■ What you are asked to do
Copy everything from the line containing "Mark each instance of the grave" down to the line containing "x=244 y=123", swapping "grave marker" for "headstone" and leaving the rest of the data untouched.

(Extracted data)
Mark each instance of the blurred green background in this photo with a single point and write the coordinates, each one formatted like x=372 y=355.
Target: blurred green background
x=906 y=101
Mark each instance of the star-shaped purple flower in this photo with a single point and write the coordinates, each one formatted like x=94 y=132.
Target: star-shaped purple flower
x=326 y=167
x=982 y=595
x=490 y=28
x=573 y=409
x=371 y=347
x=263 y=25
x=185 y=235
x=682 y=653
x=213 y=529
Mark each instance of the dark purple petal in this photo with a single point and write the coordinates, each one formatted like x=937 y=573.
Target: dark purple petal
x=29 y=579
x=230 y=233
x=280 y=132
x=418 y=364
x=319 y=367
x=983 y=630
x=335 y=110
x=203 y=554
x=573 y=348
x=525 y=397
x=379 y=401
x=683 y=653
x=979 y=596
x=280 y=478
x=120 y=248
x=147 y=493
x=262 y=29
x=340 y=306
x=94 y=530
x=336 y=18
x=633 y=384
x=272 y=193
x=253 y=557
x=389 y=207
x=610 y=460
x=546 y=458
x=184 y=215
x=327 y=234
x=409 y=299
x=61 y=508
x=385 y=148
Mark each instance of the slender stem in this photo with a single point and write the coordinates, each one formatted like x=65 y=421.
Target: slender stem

==

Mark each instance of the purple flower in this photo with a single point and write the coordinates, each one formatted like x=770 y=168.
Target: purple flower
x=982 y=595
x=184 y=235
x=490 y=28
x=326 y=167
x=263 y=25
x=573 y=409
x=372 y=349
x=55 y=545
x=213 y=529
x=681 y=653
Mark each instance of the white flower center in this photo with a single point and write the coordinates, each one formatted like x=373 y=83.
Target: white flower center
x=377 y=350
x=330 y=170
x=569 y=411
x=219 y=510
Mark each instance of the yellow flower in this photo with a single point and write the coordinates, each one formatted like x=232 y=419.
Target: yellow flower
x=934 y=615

* * *

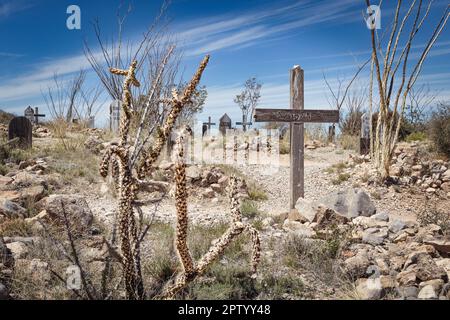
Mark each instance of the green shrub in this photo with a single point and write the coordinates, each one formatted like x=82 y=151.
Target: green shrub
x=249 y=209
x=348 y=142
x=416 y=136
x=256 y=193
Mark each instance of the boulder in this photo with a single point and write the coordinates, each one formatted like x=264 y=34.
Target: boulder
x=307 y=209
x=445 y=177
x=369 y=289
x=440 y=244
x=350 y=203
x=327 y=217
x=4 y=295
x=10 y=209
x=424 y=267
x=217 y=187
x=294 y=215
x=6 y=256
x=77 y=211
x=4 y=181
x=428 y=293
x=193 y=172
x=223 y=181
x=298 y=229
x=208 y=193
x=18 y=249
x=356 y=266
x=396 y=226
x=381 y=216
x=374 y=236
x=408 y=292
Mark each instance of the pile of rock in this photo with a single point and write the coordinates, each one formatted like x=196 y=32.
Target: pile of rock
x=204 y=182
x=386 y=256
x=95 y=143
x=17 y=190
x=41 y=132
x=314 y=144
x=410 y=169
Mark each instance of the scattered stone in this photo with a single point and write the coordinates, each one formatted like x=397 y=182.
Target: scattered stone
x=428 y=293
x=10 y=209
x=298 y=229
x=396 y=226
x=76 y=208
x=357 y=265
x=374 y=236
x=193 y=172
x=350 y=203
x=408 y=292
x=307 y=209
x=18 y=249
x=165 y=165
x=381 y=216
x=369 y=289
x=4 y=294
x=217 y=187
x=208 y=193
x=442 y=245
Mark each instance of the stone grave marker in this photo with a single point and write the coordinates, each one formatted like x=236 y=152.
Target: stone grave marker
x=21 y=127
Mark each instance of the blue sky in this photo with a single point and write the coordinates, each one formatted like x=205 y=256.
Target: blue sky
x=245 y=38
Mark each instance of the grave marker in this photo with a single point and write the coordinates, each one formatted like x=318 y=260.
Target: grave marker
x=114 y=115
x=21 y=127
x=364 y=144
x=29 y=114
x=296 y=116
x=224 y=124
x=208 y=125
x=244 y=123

■ Answer for this exercise
Mark each instance of the headstone in this photo with a single point and write the coordinates, each one formatted like x=318 y=260.
Target: headstone
x=114 y=115
x=21 y=127
x=364 y=144
x=29 y=114
x=296 y=116
x=224 y=124
x=208 y=125
x=244 y=123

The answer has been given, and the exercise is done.